Exercise aim. Write the records out again, precisely as they stand.

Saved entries
----------------------------------------
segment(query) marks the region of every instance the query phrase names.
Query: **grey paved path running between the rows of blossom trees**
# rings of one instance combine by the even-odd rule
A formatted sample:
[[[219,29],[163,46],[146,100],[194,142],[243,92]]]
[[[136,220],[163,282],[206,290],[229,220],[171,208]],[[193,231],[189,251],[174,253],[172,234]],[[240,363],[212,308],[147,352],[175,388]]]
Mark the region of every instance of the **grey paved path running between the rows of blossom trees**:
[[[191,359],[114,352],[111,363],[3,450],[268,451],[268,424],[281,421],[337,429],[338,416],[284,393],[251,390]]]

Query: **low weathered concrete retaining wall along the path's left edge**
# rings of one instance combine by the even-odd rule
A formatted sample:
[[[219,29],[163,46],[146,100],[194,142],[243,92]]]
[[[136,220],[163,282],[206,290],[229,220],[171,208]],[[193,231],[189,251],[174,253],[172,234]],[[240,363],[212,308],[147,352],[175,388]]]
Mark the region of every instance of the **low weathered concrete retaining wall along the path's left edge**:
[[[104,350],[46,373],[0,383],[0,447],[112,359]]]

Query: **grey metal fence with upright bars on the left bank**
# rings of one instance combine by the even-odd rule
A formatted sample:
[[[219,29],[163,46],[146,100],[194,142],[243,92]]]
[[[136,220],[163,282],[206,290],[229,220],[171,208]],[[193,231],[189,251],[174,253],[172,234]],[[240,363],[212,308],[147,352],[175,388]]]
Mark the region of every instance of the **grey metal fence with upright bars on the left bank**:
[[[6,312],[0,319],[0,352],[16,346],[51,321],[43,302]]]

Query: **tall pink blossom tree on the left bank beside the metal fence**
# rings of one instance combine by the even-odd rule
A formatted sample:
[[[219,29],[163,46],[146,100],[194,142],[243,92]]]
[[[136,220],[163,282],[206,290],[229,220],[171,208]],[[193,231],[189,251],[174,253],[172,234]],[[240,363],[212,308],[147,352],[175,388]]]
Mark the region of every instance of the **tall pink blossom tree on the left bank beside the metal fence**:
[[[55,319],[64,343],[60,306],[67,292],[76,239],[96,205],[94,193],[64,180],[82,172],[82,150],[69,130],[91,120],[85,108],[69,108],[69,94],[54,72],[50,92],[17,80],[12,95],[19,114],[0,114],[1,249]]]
----------------------------------------
Your solution.
segment(query) marks the region of every instance the query phrase names.
Query: **grey paved path running between the rows of blossom trees**
# rings of one instance combine by the even-odd rule
A formatted sample:
[[[219,29],[163,46],[146,100],[194,142],[243,92]]]
[[[136,220],[163,282],[206,290],[229,220],[171,208]],[[193,231],[189,251],[174,253],[172,234]],[[240,363],[212,308],[147,352],[175,388]]]
Mark the region of every instance of the **grey paved path running between the rows of blossom trees**:
[[[191,359],[114,352],[111,363],[3,450],[268,451],[268,424],[281,421],[337,429],[338,416],[284,393],[251,390]]]

Query: **low weathered concrete retaining wall along the path's left edge**
# rings of one instance combine by the even-odd rule
A formatted sample:
[[[219,29],[163,46],[146,100],[194,142],[243,92]]]
[[[136,220],[163,282],[206,290],[229,220],[171,208]],[[193,231],[189,251],[174,253],[172,234]],[[240,363],[212,308],[147,352],[175,388]]]
Mark the region of every instance of the **low weathered concrete retaining wall along the path's left edge**:
[[[104,350],[46,373],[0,383],[0,447],[112,359]]]

Query: **grey metal fence with upright bars on the left bank**
# rings of one instance combine by the even-odd rule
A formatted sample:
[[[219,29],[163,46],[146,100],[194,142],[243,92]]]
[[[136,220],[163,282],[206,290],[229,220],[171,208]],[[193,231],[189,251],[174,253],[172,234]],[[240,363],[212,308],[147,352],[175,388]]]
Mark the region of every instance of the **grey metal fence with upright bars on the left bank**:
[[[6,312],[0,319],[0,352],[16,346],[51,321],[43,302]]]

Query: **tall pink blossom tree on the left bank beside the metal fence**
# rings of one instance combine by the even-odd rule
A formatted sample:
[[[219,29],[163,46],[146,100],[194,142],[243,92]]]
[[[136,220],[163,282],[206,290],[229,220],[171,208]],[[193,231],[189,251],[174,253],[172,234]],[[240,363],[212,308],[147,352],[175,388]]]
Mark the region of every instance of the **tall pink blossom tree on the left bank beside the metal fence**:
[[[55,319],[64,343],[60,306],[67,292],[76,239],[96,205],[94,193],[64,180],[82,172],[82,150],[69,130],[91,120],[85,108],[69,108],[69,94],[54,72],[50,92],[17,80],[12,95],[19,114],[0,114],[1,249]]]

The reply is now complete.